◆ **Exercise aim**
Begin with the line that holds "Target: bonnet side badge". Output it and all remaining lines of the material, verbatim, ending with the last.

◆ **Information provided**
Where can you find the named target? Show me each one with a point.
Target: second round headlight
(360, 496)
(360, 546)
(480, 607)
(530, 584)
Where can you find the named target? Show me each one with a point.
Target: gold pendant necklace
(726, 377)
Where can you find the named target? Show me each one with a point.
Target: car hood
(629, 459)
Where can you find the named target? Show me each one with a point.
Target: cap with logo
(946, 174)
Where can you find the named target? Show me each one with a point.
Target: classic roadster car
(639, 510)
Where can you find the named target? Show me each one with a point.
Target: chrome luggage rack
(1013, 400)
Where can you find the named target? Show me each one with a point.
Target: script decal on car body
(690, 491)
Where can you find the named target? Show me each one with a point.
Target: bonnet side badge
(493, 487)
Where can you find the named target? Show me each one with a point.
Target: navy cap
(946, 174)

◆ **Written response**
Target: bonnet side badge
(493, 487)
Where can you find the named target? Show me each one with a point.
Target: navy cap
(946, 174)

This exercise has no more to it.